### MATERIAL
---+---
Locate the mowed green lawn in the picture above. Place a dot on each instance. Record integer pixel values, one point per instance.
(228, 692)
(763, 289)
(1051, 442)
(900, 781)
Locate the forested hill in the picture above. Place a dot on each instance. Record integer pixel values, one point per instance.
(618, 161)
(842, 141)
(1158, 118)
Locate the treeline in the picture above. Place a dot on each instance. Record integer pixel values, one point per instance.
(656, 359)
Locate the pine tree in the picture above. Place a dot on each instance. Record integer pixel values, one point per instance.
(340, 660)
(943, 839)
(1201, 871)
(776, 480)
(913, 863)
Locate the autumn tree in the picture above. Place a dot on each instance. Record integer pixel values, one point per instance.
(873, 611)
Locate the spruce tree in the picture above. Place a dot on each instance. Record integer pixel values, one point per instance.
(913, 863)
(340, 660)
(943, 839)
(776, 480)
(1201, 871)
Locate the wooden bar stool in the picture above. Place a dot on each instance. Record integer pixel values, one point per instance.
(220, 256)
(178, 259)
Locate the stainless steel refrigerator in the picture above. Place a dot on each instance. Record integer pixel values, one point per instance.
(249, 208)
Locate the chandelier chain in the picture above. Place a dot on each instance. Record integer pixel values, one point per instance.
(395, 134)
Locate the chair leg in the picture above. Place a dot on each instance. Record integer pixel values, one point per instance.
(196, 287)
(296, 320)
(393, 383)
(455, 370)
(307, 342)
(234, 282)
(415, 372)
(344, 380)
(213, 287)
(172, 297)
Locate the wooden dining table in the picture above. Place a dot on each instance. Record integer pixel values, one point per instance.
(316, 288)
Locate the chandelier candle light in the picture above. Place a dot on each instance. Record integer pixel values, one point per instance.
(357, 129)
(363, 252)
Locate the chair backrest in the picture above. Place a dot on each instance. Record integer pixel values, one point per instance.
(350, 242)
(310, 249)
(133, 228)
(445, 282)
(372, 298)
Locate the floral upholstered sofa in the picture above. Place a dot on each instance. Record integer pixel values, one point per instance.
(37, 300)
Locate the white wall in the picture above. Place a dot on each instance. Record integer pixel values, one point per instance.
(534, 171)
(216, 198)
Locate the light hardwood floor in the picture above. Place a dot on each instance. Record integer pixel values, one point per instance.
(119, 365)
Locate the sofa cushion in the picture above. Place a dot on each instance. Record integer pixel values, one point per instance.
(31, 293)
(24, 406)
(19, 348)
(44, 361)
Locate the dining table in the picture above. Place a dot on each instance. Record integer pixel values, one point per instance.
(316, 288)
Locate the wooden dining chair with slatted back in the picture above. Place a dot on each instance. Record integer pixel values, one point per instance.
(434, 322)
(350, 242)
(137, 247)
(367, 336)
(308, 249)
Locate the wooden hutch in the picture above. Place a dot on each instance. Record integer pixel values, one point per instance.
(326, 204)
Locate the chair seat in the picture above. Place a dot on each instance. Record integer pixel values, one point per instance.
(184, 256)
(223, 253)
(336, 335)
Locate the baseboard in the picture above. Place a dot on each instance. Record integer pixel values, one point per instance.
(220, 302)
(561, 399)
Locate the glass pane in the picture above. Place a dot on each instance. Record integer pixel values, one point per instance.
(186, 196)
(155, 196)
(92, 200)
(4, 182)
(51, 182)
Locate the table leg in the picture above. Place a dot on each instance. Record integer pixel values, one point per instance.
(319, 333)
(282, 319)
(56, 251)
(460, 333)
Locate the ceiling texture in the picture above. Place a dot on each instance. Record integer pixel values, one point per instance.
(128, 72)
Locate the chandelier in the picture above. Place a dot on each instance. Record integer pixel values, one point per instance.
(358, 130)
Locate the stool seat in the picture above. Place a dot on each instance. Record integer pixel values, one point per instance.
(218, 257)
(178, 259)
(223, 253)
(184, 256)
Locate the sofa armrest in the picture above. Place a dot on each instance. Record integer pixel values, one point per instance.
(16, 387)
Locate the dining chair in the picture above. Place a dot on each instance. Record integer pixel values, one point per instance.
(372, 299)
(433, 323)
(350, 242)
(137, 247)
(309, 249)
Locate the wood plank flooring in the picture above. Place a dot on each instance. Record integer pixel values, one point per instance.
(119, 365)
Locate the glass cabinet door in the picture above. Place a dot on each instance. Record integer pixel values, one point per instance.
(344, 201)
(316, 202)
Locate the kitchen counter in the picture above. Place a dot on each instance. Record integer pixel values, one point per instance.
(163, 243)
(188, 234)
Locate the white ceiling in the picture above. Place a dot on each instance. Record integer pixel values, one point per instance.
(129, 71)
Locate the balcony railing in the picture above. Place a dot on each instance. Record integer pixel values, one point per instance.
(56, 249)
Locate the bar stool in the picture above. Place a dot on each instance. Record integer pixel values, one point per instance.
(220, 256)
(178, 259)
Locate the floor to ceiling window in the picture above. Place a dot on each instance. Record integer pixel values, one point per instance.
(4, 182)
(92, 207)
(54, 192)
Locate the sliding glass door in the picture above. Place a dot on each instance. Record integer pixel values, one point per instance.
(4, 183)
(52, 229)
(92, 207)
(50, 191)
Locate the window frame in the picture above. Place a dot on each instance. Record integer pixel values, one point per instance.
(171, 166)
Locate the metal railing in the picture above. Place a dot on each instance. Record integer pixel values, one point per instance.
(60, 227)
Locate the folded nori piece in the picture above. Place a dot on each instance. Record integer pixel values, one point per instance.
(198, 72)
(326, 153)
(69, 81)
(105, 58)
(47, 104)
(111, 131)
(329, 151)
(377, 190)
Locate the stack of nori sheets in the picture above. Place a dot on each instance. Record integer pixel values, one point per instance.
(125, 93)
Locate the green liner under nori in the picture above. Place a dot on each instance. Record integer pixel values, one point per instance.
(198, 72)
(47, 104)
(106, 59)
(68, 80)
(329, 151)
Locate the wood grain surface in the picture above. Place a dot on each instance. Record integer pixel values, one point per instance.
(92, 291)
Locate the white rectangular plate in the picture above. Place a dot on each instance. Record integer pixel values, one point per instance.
---+---
Copy the lines above word for word.

### SOLUTION FOR THIS EXERCISE
Locate the mowed green lawn in the picture above. Place a dot on each instance. Record integer pixel values, one point per instance.
(228, 692)
(763, 289)
(1051, 442)
(900, 781)
Locate the forested hill in the picture above. Place a dot on each instance. Record integer pixel values, one point per instance.
(618, 161)
(842, 141)
(1158, 118)
Locate the treeline in the picture above. Place a dot on each instance. Record integer pixel values, one point per instance.
(656, 359)
Locate the pine tree in the picture above. Place a dot on each instance. Record integer pixel values, one point per instance.
(340, 660)
(943, 839)
(1201, 871)
(776, 480)
(913, 863)
Locate the autumn tree in the picture above. Place a dot on each instance. Record integer pixel values, one point per instance.
(873, 611)
Locate the spruce tree in the picture above. Place a dot on each instance. Record integer pixel values, one point per instance.
(913, 863)
(340, 660)
(943, 839)
(776, 480)
(1201, 871)
Locate the wooden bar stool in the picture above. Place a dot on each instance. Record integer pixel values, one point per instance.
(220, 256)
(178, 259)
Locate the stainless steel refrigerator in the picture above. Place a dot on each instance. Record integer pixel values, one point per instance.
(249, 208)
Locate the chandelier chain in the picture above. Place a dot on each instance. Record integer pixel values, one point per instance.
(395, 134)
Locate the chair leg in the picture above. Place a dot on each instance. Record integer pixel values, one point per instance.
(196, 287)
(296, 320)
(393, 383)
(455, 370)
(307, 342)
(234, 282)
(415, 372)
(344, 380)
(213, 287)
(172, 297)
Locate the wooden dining table in the picture above. Place a dot on each instance. Record integer pixel values, one point per instance.
(316, 288)
Locate the chandelier candle light in the picture above. Place a dot on each instance. Record integer pixel values, one point per instance.
(357, 129)
(363, 252)
Locate the chair backrest in the picture above. Place a dot on each instance. Record integer pixel values, one point per instance.
(350, 242)
(310, 249)
(133, 228)
(445, 282)
(372, 298)
Locate the floral upholstered sofa in the picture above. Place a dot on each instance. Record integer pixel values, one point per instance.
(37, 300)
Locate the white wall in the picture above. Place a dot on each instance. Record integer pixel values, one point per instance.
(534, 171)
(216, 198)
Locate the light hardwood floor in the picture above. Place a dot on each instance. Record integer pixel values, one point per instance.
(119, 365)
Locate the sofa cushion in the picture above. Place a dot on each instance. Record integer pixel values, one point per instance.
(31, 293)
(24, 406)
(19, 348)
(44, 361)
Locate the dining table in the picture above. Place a dot on each instance. Record integer pixel values, one point per instance.
(316, 288)
Locate the wooden dining chair with slatted back in the picture above. Place a dot on each instance. Record integer pixel values, one point per instance.
(434, 322)
(350, 242)
(137, 247)
(367, 336)
(308, 249)
Locate the wooden hutch in the picture above. Place a dot on each instance. Record integer pixel values, one point per instance.
(326, 204)
Locate the chair seat in the picture above. Place a dot on each instance. Record integer pixel values, one point per instance.
(184, 256)
(223, 253)
(336, 335)
Locate the baseboard in the picture above. Place a dot on each instance. Record integer pixel values, one point per instance.
(220, 302)
(561, 399)
Locate the glass pane in the picture above. Place a dot on each instance. Record integer pixel values, one point per instance.
(186, 196)
(155, 196)
(92, 200)
(4, 182)
(51, 182)
Locate the table leg in the picture above. Place a dot on each instance. Record integer pixel values, one point per instance.
(319, 333)
(282, 319)
(56, 251)
(460, 333)
Locate the ceiling texture in the picture above. Place a dot on each instance. Record integer pixel values, one point per instance.
(128, 72)
Locate the chandelier in the picture above. Place a dot on each instance. Record integer pixel values, one point per instance.
(358, 130)
Locate the stool seat in the picture above. Place a dot on each instance. Record integer pixel values, one point per instance.
(218, 257)
(178, 259)
(223, 253)
(184, 256)
Locate the sofa armrest in the picture above. Place a dot on each instance. Record integer pixel values, one point per instance.
(16, 387)
Locate the dining chair in the picture above. Place a dot on each instance. Record integer pixel values, one point per instance.
(372, 299)
(433, 323)
(350, 242)
(137, 247)
(309, 249)
Locate the wood plank flooring in the picture above. Place a dot on each instance. Record integer pixel values, one point per instance.
(119, 365)
Locate the glass cabinet door in the picture above. Place a dot on each instance. Record integer pixel values, one point per instance.
(344, 201)
(316, 202)
Locate the kitchen counter in the picture above. Place a dot on each instance. Record integer pixel values, one point per instance.
(163, 243)
(188, 234)
Locate the white ceiling in the picture above. Place a dot on each instance. Record integer pixel values, one point per instance.
(129, 71)
Locate the balcony railing in the picture above. Place a dot on each instance. Record integer pixel values, one point per instance.
(56, 249)
Locate the bar stool in the picture above. Place a dot on each instance. Record integer pixel values, one point per instance.
(220, 256)
(178, 259)
Locate the floor to ceiling window in the picture above. Place a dot on each instance. Record integer pixel values, one point per instance.
(4, 182)
(92, 207)
(54, 192)
Locate the sliding glass door in the picture above. Place a dot on each instance. Record integer pixel values, one point per instance.
(4, 183)
(52, 229)
(92, 207)
(50, 191)
Locate the window frame in the picture above. Place a dot on each instance. Record integer pixel values, one point per instance.
(171, 166)
Locate the metal railing in the picture above. Place a dot on each instance. Record integer pixel values, one point per instance.
(60, 227)
Locate the folded nori piece in the picture above. Place a dot on each instance. Record integer pixel values, one point per instance.
(198, 72)
(326, 153)
(69, 81)
(105, 58)
(47, 104)
(111, 131)
(329, 151)
(377, 190)
Locate the stack of nori sheets in the picture above. Place a dot on each instance. Record integer pixel values, one point per instance.
(125, 93)
Locate the green liner under nori in the picture above. Place a dot on each instance. Record integer pixel values, one point per instance.
(198, 72)
(47, 104)
(106, 59)
(68, 80)
(329, 151)
Locate the wood grain surface in the picture above. Place a dot on each instance. Record integer pixel values, one point per instance.
(92, 291)
Locate the white rectangular plate in the picture above. Place a dot on each instance. Record integer pixel values, one point per instance.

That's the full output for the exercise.